■ **TASK DESCRIPTION**: Shift every bounding box coordinate in the lines below up by 67 and write those lines out again, leaving the other lines unchanged. Begin at the line that has "Where is the green hedge" and stop after the line that has "[0,227,67,264]".
**** GIVEN INFORMATION ****
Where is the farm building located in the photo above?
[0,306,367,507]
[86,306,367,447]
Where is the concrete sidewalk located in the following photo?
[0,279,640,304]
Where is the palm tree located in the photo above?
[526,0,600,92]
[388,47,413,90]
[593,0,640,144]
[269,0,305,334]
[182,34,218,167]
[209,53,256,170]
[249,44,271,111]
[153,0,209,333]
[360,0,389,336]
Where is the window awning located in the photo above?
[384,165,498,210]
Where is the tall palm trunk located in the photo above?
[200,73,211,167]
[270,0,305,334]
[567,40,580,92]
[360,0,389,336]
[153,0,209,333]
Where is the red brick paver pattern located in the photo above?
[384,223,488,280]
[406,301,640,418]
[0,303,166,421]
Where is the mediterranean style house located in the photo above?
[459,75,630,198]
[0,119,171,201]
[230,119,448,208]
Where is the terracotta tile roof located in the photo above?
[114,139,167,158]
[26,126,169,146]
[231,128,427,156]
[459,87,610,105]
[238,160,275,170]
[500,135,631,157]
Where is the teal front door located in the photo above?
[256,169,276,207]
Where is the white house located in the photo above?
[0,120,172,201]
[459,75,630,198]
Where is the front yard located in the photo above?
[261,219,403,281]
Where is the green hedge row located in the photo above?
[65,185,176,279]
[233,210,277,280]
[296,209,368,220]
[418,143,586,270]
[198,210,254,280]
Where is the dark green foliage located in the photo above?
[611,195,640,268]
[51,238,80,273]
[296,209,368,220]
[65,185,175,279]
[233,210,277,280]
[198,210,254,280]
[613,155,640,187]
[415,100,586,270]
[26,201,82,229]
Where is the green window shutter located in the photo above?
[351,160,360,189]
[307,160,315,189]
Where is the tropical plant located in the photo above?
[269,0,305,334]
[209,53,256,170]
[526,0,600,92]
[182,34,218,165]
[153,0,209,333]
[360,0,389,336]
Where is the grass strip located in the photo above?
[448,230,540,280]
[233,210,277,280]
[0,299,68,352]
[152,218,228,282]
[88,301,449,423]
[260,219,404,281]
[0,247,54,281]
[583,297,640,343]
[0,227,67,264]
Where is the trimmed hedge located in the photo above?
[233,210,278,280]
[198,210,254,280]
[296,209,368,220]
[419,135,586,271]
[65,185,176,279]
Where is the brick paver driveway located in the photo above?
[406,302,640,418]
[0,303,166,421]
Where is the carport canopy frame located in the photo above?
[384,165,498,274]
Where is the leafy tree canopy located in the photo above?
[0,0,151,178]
****
■ **ANSWER**:
Where is the green hedge row located in the photo above?
[132,252,243,346]
[300,277,344,347]
[363,276,435,287]
[485,210,653,337]
[265,277,321,347]
Where is the dark green foliage located in the photo above?
[678,262,707,335]
[118,305,147,340]
[363,276,435,287]
[132,252,242,346]
[300,277,344,347]
[265,277,321,347]
[680,222,707,254]
[482,167,653,337]
[93,268,149,296]
Where is the green window shutter located in the photo above?
[418,227,427,256]
[374,227,382,256]
Where is the tropical plant located in the photo above?
[336,67,372,401]
[276,120,323,237]
[593,67,667,159]
[249,101,285,232]
[220,67,276,400]
[427,67,456,403]
Where is the grass strip located in the photo above?
[515,297,607,347]
[300,277,344,347]
[67,366,135,419]
[219,285,295,349]
[155,368,516,490]
[327,286,471,348]
[67,314,121,348]
[650,364,707,410]
[67,294,134,331]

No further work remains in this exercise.